Quoted text →
Since it started in its current format as the NFL’s main primetime package in 2006, the defining feature of NBC’s Sunday Night Football has been the use of flexible scheduling to ensure the best matchups and showcase the best teams as the season goes along. Well, that’s the theory, anyway; the reality has not always lived up to the initial hype and has at times seemed downright mystifying. Regardless, I’m here to help you figure out what you can and can’t expect to see on Sunday nights on NBC.

A full explanation of all the factors that go into flexible scheduling decisions can be found on my NFL Flexible Scheduling Primer, but here’s the Cliffs Notes version with all the important points you need to know:

  • The season can be broken down into three different periods (four if you count the first four weeks where flexible scheduling does not apply at all) for flexible scheduling purposes, each with similar yet different rules governing them: the early flex period, from weeks 5 to 10; the main flex period, from weeks 11 to 17; and week 18. In years where Christmas forces either the Sunday afternoon slate or the Sunday night game to Saturday in Week 16, flex scheduling does not apply that week, and the main flex period begins week 10. Note: This year NBC’s press release indicated that the main flex period begins in Week 11 even though Christmas falls on Sunday. I’m assuming this is correct and the result of NBC still being able to have six weeks in the main flex period despite this because of the expansion of the season.

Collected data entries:
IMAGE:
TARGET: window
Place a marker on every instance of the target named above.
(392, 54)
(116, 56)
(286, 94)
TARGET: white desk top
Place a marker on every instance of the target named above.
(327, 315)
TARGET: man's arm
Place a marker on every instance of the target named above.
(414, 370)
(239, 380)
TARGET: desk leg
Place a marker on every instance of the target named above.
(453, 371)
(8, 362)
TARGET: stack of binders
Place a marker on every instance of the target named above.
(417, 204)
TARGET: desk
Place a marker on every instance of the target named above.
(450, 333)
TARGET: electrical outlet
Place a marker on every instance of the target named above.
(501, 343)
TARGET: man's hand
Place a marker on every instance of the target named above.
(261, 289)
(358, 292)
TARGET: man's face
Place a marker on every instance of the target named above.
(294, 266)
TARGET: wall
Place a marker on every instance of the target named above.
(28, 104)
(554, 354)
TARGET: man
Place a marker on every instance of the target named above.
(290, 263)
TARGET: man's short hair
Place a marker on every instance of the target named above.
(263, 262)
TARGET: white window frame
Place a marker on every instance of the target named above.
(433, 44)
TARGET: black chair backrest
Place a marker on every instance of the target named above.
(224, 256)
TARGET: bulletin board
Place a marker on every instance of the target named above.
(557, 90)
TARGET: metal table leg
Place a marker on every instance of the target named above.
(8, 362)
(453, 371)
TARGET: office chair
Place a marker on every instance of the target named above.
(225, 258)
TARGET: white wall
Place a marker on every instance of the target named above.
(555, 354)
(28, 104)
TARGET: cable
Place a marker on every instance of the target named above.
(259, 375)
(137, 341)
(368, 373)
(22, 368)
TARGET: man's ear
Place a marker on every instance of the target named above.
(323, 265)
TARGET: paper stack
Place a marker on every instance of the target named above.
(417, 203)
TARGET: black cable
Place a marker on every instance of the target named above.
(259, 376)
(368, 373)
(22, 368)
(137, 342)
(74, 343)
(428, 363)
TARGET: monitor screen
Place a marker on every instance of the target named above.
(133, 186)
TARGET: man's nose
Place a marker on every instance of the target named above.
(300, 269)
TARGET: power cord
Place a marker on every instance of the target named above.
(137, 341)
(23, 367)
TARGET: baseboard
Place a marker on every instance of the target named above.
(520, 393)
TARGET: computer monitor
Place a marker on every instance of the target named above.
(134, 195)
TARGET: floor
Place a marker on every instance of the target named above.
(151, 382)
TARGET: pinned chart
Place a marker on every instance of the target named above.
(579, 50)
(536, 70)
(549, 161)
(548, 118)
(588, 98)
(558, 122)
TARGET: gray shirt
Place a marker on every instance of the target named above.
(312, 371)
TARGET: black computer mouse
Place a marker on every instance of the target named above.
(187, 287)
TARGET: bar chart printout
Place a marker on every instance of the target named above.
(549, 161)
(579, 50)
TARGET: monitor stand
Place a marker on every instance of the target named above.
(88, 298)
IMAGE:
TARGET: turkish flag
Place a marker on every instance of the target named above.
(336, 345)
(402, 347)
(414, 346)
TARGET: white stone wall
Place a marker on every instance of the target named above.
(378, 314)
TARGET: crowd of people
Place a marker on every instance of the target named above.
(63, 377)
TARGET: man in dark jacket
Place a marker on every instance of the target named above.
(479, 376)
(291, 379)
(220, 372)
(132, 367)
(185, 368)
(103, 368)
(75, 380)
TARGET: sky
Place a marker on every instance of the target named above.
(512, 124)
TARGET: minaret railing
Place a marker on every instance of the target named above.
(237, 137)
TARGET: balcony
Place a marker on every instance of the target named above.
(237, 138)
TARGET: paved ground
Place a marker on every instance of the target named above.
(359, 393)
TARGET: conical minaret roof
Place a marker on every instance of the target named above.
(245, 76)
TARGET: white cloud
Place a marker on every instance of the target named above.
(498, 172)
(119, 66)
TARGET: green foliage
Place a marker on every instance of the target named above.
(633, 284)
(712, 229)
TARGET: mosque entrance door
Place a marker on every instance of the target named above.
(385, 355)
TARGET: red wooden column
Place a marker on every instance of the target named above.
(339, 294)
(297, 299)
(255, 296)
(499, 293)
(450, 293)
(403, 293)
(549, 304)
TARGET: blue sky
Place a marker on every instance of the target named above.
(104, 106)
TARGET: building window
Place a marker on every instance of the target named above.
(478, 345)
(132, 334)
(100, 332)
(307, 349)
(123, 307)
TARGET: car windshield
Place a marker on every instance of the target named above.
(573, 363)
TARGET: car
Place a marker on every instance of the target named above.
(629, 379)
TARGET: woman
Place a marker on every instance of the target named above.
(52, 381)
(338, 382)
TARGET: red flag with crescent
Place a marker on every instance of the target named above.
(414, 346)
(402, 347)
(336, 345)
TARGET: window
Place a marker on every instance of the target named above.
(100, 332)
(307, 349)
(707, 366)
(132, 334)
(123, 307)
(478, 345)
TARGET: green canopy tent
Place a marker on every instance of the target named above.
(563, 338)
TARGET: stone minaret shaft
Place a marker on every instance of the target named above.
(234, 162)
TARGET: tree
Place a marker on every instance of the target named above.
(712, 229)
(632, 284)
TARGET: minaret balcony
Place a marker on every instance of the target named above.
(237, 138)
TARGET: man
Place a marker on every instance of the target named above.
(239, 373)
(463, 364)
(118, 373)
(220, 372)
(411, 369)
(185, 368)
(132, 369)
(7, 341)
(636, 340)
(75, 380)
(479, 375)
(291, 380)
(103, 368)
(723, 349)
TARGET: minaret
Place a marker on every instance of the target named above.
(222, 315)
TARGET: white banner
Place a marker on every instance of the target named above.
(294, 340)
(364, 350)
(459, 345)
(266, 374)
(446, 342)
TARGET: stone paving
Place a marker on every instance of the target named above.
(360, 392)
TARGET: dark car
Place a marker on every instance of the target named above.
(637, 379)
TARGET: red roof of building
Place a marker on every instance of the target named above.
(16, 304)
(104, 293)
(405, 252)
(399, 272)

Problems →
**a)** Could you quote the Sunday Night Football text word for word, from "Since it started" up to and including "nights on NBC."?
**b)** Can you extend the Sunday Night Football text, picking up right after its last sentence?

Final answers →
**a)**
Since it started in its current format as the NFL’s main primetime package in 2006, the defining feature of NBC’s Sunday Night Football has been the use of flexible scheduling to ensure the best matchups and showcase the best teams as the season goes along. Well, that’s the theory, anyway; the reality has not always lived up to the initial hype and has at times seemed downright mystifying. Regardless, I’m here to help you figure out what you can and can’t expect to see on Sunday nights on NBC.

**b)**
  • In all cases, only games scheduled for Sunday may be moved to Sunday night. Thursday and Monday night games are not affected by Sunday night flexible scheduling (discounting the “flexible scheduling” applied to Saturdays in December in recent years – see below).
  • During the early and main flex periods, one game is “tentatively” scheduled for Sunday night and listed with the Sunday night start time of 8:20 PM ET. This game will usually remain at that start time and air on NBC, but may be flexed out for another game and moved to 1, 4:05, or 4:25 PM ET on Fox or CBS, no less than 12 days in advance of the game.
  • No more than two games can be flexed to Sunday night over the course of the early flex period. If the NFL wishes to flex out a game in the early flex period twelve days in advance, CBS and Fox may elect to protect one game each from being moved to Sunday night. This is generally an emergency valve in situations where the value of the tentative game has plummeted since the schedule was announced, namely in cases of injury to a key star player.
  • CBS and Fox may also each protect games, historically in five out of six weeks of the main flex period, but all of those protections must be submitted after week 5, week 4 in years where the main flex period begins week 10 (so it is always six weeks before the start of the main flex period).
  • No team may appear more than six times across the league’s three primetime packages on NBC, ESPN, and Fox/NFL Network, and only three teams are allowed to appear that often, with everyone else getting five. In addition, no team may appear more than four times on NBC. All teams’ number of appearances heading into this season may be seen here.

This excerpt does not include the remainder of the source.